» Brano
****
San Marino, Stato indipendente. “Verso una nuova intellighenzia”

San Marino, Stato indipendente. “Verso una nuova intellighenzia”

Verso una nuova intellighenzia

(Tratto dal convegno Mappe, percorsi, saperi, scelte per i giovani sammarinesi della nuova Europa, 8-9 ottobre 1999, organizzato dal Segretario di Stato al Lavoro, dr. Romeo Morri)

Relazione di Marino Cecchetti

E’ la prima volta che mi capita di prendere la parola in un convegno dedicato all’economia, invitato come preside. Chiedo scusa in anticipo per la modestia del mio contributo a un dibattito così importante che ha, fra i partecipanti, i massimi esponenti e protagonisti del settore.

Quando venne Nomisma (la famosa società di ricerca di Bologna) a San Marino alcuni anni fa, nel corso di alcuni incontri tenuti con i dirigenti della pubblica amministrazione sollecitati ad avanzare iniziative di ordine economico, ho proposto Scientiae Park.
Ce n’è traccia nel rapporto della stessa Nomisma, Traiettorie di sviluppo, pubblicato dalla Segreteria di Stato per l’Industria e l’Artigianato,  ed una sintesi è stata pubblicata nell’Annuario della Scuola Secondaria Superiore, anno scolastico 1993-94.

Scientiae Park è un’iniziativa economica legata a filo doppio all’istruzione. La proposta che presento oggi, Verso una nuova intellighenzia, è incentrata sull’istruzione, intesa come supporto o motore della nuova economia.

Siccome il rapporto tra istruzione, economia – e conduzione dello Stato – nel nostro Paese non è dato per scontato, ho bisogno di dimostrarlo. Lo farò ricorrendo alla storia.

Siamo a metà gennaio del 1537. Gian Battista Belluzzi parte per Bologna perché deve portare cinquanta scudi al fratello Annibale che sta per addottorarsi. Laurearsi in legge diremmo oggi.
****
» Dati mostrati
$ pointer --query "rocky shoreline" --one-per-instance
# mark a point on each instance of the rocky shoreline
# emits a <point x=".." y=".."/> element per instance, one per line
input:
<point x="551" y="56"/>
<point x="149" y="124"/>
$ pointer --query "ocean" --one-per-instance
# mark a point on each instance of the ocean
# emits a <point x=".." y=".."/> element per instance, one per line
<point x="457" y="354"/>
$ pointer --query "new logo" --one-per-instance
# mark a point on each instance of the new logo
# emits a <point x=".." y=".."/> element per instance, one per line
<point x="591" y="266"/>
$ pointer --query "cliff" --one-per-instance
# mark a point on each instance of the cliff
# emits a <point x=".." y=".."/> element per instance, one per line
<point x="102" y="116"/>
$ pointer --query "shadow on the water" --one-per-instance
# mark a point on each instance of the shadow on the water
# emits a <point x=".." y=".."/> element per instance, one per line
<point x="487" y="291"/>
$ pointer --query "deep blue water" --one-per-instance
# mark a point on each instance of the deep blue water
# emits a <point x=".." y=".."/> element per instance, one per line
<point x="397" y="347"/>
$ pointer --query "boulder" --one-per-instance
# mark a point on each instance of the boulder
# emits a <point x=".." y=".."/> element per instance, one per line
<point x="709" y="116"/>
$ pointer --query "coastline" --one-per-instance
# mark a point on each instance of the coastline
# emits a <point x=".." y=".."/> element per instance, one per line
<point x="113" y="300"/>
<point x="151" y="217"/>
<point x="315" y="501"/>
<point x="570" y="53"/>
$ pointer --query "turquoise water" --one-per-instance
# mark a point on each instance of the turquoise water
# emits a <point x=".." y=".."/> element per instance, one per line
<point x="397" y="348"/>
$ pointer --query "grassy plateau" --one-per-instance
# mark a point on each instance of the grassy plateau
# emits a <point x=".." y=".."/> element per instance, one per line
****
» Compiti
1. Cita dal brano sulla nuova intellighenzia tutto ciò che va da "Siccome il rapporto" fino a "legge diremmo oggi.".
2. Raccogli dall'elenco ogni riga che contiene la stringa "water", distinguendo tra maiuscole e minuscole.
L'elenco non ha alcun legame con il brano.

» Risposte scritte
1.
Siccome il rapporto tra istruzione, economia – e conduzione dello Stato – nel nostro Paese non è dato per scontato, ho bisogno di dimostrarlo. Lo farò ricorrendo alla storia.

Siamo a metà gennaio del 1537. Gian Battista Belluzzi parte per Bologna perché deve portare cinquanta scudi al fratello Annibale che sta per addottorarsi. Laurearsi in legge diremmo oggi.

2.
$ pointer --query "shadow on the water" --one-per-instance
# mark a point on each instance of the shadow on the water
$ pointer --query "deep blue water" --one-per-instance
# mark a point on each instance of the deep blue water
$ pointer --query "turquoise water" --one-per-instance
# mark a point on each instance of the turquoise water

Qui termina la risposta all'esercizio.